> _Task_: Print the material below word for word, starting from its first line and stopping after the line that contains "point(485, 245)".

──────── Stored records

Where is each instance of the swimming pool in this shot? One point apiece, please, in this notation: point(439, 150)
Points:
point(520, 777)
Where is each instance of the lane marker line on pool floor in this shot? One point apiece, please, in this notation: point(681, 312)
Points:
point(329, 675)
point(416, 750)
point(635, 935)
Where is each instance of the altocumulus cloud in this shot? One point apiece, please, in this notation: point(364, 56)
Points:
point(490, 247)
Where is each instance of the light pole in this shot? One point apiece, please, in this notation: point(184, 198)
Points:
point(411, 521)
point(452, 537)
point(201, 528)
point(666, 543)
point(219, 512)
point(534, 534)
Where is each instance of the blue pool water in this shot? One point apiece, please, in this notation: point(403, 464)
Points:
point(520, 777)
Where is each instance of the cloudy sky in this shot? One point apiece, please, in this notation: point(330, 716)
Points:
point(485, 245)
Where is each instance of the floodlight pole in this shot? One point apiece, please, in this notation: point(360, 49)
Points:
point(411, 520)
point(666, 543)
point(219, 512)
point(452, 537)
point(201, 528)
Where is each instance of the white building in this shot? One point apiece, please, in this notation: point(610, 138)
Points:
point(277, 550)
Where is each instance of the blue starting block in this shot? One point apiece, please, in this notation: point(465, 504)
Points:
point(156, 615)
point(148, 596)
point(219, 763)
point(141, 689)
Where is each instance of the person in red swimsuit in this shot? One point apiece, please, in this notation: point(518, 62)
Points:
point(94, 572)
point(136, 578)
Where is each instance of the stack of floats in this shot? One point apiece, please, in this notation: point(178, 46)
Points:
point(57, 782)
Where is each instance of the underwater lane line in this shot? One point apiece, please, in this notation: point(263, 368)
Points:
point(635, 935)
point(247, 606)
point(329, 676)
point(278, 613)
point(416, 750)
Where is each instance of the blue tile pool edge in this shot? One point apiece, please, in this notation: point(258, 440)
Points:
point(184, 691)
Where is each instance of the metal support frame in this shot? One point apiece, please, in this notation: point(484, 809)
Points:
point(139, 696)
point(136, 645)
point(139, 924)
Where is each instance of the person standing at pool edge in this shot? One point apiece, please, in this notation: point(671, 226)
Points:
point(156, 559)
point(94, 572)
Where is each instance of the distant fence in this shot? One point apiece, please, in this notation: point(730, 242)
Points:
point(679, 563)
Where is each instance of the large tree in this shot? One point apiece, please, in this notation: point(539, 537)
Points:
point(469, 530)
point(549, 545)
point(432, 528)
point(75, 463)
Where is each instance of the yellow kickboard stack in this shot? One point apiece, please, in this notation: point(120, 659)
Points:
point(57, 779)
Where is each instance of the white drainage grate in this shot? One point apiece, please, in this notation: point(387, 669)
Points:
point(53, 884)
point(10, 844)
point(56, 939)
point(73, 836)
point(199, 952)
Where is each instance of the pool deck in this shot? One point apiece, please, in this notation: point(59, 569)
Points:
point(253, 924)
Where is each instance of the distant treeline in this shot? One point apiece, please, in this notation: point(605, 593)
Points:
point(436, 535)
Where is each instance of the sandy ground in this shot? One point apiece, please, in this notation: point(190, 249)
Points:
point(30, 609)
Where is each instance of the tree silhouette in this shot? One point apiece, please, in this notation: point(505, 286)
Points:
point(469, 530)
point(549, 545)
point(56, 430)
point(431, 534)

────────────────

> _The completed task_:
Where is each instance of the swimming pool in this shot? One point apiece, please, in this notation: point(439, 150)
Points:
point(520, 777)
Where is each instance of the lane marker line on pool floor in this shot? One point apiece, please, in this notation: point(681, 312)
Points:
point(329, 675)
point(416, 750)
point(635, 935)
Where is each instance of the altocumulus cloud in this shot? One point apiece, please, in this notation: point(364, 56)
Points:
point(490, 247)
Where is each instance of the light pole in this shot? One point apiece, please, in this notation: point(184, 198)
Points:
point(411, 521)
point(452, 537)
point(201, 528)
point(666, 543)
point(219, 512)
point(534, 534)
Where is each instance of the blue pool water in this shot? One point apiece, please, in this notation: point(403, 464)
Points:
point(520, 777)
Where is each instance of the cloudy sky in this shot? One point apiece, please, in this notation: point(330, 716)
Points:
point(485, 245)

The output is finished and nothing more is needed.